Retype the full set of records. Keep every character identical.
**** EXTRACTED RECORDS
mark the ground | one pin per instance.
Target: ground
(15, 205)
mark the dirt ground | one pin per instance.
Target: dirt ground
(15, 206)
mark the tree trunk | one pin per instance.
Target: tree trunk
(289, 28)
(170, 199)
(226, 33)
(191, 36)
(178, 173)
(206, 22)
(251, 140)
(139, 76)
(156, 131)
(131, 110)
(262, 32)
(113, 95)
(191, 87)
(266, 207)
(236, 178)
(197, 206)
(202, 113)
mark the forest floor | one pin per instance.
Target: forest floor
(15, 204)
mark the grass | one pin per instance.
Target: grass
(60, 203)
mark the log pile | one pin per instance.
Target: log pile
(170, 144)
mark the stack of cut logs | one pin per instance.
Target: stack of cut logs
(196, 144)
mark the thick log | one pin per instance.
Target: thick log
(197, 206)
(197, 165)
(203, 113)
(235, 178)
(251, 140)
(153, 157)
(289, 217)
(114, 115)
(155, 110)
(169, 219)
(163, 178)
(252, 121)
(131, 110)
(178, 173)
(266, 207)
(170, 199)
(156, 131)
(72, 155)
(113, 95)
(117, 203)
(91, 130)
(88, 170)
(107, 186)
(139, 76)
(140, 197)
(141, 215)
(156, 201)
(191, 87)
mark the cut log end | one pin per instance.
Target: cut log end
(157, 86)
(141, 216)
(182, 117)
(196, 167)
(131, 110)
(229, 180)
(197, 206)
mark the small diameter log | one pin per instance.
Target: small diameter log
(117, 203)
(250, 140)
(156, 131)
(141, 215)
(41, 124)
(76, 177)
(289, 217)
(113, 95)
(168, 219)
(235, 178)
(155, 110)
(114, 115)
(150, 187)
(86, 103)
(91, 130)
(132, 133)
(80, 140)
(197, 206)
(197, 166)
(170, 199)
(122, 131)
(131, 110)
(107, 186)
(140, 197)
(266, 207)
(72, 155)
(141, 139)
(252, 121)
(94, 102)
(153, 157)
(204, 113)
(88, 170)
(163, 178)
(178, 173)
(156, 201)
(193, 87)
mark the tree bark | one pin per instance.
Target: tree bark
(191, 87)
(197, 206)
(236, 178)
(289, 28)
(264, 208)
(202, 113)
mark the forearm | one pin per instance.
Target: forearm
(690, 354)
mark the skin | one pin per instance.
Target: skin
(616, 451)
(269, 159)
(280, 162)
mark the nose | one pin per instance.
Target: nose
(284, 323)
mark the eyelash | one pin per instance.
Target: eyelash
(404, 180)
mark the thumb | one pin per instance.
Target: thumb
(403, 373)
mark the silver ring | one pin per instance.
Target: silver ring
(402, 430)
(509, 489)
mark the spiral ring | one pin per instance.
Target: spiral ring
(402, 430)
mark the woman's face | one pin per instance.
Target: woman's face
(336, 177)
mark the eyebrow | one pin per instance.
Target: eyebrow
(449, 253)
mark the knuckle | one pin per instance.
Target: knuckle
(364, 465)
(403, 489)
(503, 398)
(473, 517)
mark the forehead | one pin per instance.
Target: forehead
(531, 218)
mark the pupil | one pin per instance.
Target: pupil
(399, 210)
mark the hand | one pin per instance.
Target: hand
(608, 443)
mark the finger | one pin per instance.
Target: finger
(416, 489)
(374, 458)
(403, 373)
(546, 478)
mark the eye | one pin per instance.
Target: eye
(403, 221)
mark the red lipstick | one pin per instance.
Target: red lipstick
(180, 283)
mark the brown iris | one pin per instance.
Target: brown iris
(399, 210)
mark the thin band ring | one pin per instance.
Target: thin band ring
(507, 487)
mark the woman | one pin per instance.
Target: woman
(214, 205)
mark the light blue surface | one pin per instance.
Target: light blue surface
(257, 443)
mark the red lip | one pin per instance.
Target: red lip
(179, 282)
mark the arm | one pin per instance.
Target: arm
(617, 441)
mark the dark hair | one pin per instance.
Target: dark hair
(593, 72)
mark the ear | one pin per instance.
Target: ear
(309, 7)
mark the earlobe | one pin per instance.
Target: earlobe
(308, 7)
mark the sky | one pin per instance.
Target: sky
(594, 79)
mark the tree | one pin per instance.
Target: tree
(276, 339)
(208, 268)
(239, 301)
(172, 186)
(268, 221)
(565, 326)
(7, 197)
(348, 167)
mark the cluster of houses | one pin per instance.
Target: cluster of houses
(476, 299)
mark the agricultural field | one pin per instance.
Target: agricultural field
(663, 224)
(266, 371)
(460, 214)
********
**RESPONSE TO THIS EXERCISE**
mark the ground | one pin per instance.
Target: ground
(15, 205)
mark the dirt ground | one pin per instance.
Target: dirt ground
(15, 206)
mark the tree trunk | one pin per instance.
Target: tree trunk
(289, 28)
(170, 199)
(226, 33)
(191, 36)
(178, 173)
(206, 22)
(251, 140)
(139, 76)
(156, 131)
(131, 110)
(262, 32)
(113, 95)
(191, 87)
(266, 207)
(236, 178)
(197, 206)
(202, 113)
mark the forest floor | one pin per instance.
Target: forest floor
(15, 204)
mark the grass | one pin per instance.
Target: grass
(60, 203)
mark the log pile | one pin per instance.
Target: log pile
(170, 144)
mark the stack of cut logs | one pin per instance.
Target: stack of cut logs
(196, 144)
mark the thick log | one pin per instance.
Target: thick log
(197, 206)
(197, 165)
(203, 113)
(235, 178)
(251, 140)
(153, 157)
(289, 217)
(114, 115)
(155, 110)
(169, 219)
(163, 178)
(252, 121)
(131, 110)
(178, 173)
(266, 207)
(170, 199)
(156, 131)
(72, 155)
(113, 95)
(117, 203)
(91, 130)
(88, 170)
(107, 186)
(139, 76)
(140, 197)
(141, 215)
(156, 201)
(191, 87)
mark the cut log end | one pin per instance.
Target: cut log end
(157, 86)
(141, 216)
(182, 117)
(196, 167)
(131, 110)
(229, 180)
(197, 206)
mark the small diameter log | one pin per instance.
Target: small diameter log
(117, 203)
(250, 140)
(156, 131)
(141, 215)
(41, 124)
(76, 177)
(289, 217)
(113, 95)
(168, 219)
(235, 178)
(155, 110)
(114, 115)
(150, 187)
(86, 103)
(91, 130)
(132, 133)
(80, 140)
(197, 206)
(197, 166)
(170, 199)
(122, 131)
(131, 110)
(107, 186)
(140, 197)
(266, 207)
(72, 155)
(141, 139)
(252, 121)
(94, 102)
(153, 157)
(204, 113)
(88, 170)
(163, 178)
(178, 173)
(156, 201)
(193, 87)
mark the tree bark | one pin per instance.
Target: tree bark
(191, 87)
(197, 206)
(236, 178)
(289, 28)
(264, 208)
(202, 113)
mark the forearm | one pin per instance.
Target: forearm
(690, 354)
mark the skin | one pin per instance.
Target: skin
(616, 451)
(269, 159)
(280, 162)
mark the nose | one pin per instance.
Target: nose
(284, 323)
mark the eyelash | one pin per instance.
Target: eyelash
(404, 180)
mark the thumb | one pin per instance.
Target: thumb
(403, 373)
mark the silver ring | one pin per instance.
Target: silver ring
(402, 430)
(509, 489)
mark the spiral ring | one pin per instance.
Target: spiral ring
(402, 430)
mark the woman's face | one pin per instance.
Target: woman's face
(336, 177)
mark the eyebrow | one pin per instance.
Target: eyebrow
(449, 253)
mark the knuckle | one pin per instance.
Target: knuckle
(364, 465)
(403, 489)
(503, 398)
(473, 517)
mark the forehead | one pin per instance.
Target: forehead
(531, 218)
mark the pupil | one pin per instance.
Target: pupil
(399, 210)
mark the hand | one pin per instance.
Target: hand
(608, 443)
mark the finger | one pin per instance.
Target: finger
(416, 489)
(374, 458)
(403, 373)
(546, 478)
mark the eye | one pin per instance.
Target: eye
(403, 221)
mark the red lipstick | one pin per instance.
Target: red lipstick
(180, 283)
mark the brown iris | one pin per instance.
Target: brown iris
(399, 210)
mark the thin band ring | one pin per instance.
Target: thin band ring
(507, 487)
mark the woman | one pin per instance.
Target: woman
(214, 205)
mark the light blue surface | one pin per instance.
Target: light blue surface
(257, 443)
mark the red lip | one pin per instance.
Target: red lip
(179, 282)
mark the arm | one pin per instance.
Target: arm
(617, 441)
mark the dark hair | one pin per instance.
Target: dark hair
(593, 72)
mark the ear | one pin per instance.
Target: ear
(309, 7)
mark the earlobe | one pin per instance.
Target: earlobe
(308, 7)
mark the sky | one pin per instance.
Target: sky
(594, 79)
mark the tree | one pin per instance.
Target: tree
(276, 339)
(208, 268)
(239, 301)
(172, 186)
(268, 221)
(565, 326)
(7, 197)
(348, 167)
mark the cluster of houses | one pin per instance.
Target: cluster of houses
(476, 299)
mark the agricultural field | one pin per instance.
Target: agricultural field
(663, 224)
(266, 371)
(460, 214)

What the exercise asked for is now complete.